-- start of Data shown --

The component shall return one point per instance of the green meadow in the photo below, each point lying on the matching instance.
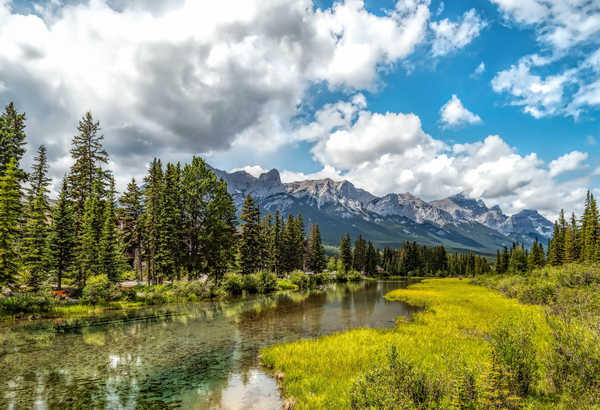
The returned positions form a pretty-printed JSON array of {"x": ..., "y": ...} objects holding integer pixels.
[{"x": 471, "y": 347}]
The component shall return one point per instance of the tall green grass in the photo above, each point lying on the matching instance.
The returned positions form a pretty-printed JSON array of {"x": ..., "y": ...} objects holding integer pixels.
[{"x": 448, "y": 342}]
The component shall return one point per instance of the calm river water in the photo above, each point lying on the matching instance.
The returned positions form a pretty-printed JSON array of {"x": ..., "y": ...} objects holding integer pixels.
[{"x": 193, "y": 356}]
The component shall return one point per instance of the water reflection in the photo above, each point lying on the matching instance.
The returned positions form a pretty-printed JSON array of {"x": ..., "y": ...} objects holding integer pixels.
[{"x": 196, "y": 356}]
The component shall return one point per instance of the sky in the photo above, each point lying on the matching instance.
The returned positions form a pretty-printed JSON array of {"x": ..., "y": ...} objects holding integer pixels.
[{"x": 498, "y": 99}]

-- end of Data shown --

● Your instructions
Render the lines from the one containing "The component shall return one point per instance of the tall" through the end of the records as a Markdown table with the columns Row and Line, numbering each row and omitting blank lines.

● Response for this exercise
| Row | Line |
|---|---|
| 1 | The component shall return one point per instance of the tall green grass in the photo above, each point lying on the matching instance. |
| 2 | The returned positions form a pretty-printed JSON array of {"x": ..., "y": ...} objects holding integer pixels. |
| 3 | [{"x": 448, "y": 342}] |
| 4 | The component shall return one point per instance of the calm river water in the photo above, each point lying on the matching instance. |
| 5 | The returned positions form a pretty-printed JSON array of {"x": ..., "y": ...} objects holding integer pixels. |
| 6 | [{"x": 193, "y": 356}] |
| 7 | The component shall return one point per instance of the water reflection in the photo above, each point lying on the matching instance. |
| 8 | The returned positions form a pretty-printed JSON array of {"x": ..., "y": ...} objects holding integer pixels. |
| 9 | [{"x": 196, "y": 356}] |
| 10 | The component shall return one point per instance of the sky in the photo above, each point lying on the matching instance. |
| 11 | The returned positions form a pretty-printed JSON array of {"x": ..., "y": ...} objects holding integer pixels. |
| 12 | [{"x": 498, "y": 99}] |